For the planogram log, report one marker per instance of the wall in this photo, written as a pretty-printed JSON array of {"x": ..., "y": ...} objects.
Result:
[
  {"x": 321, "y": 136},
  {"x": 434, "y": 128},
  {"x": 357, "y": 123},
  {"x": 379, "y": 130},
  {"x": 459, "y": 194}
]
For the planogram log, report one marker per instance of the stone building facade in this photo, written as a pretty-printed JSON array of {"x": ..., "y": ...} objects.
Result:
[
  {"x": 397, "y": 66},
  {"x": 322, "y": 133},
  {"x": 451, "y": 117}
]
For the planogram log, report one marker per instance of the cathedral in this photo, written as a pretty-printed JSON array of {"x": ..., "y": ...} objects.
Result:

**Task prompt:** Repeat each entry exactly as it was given.

**Exercise output:**
For the planogram log, report one marker per instance of the wall in this photo, written as a pretty-printed JSON array of {"x": ..., "y": ...} objects.
Result:
[
  {"x": 321, "y": 136},
  {"x": 434, "y": 128},
  {"x": 357, "y": 123},
  {"x": 379, "y": 130},
  {"x": 459, "y": 194}
]
For the planogram log, report one marker per instance of the stone building facade in this photo, written as a pretty-printed JSON array of {"x": ..., "y": ...} objects.
Result:
[
  {"x": 397, "y": 66},
  {"x": 322, "y": 133},
  {"x": 451, "y": 117}
]
For the planogram log, report one marker per instance of the cathedral in this photo, written as a pretty-printed JSON array of {"x": ..., "y": ...} objects.
Result:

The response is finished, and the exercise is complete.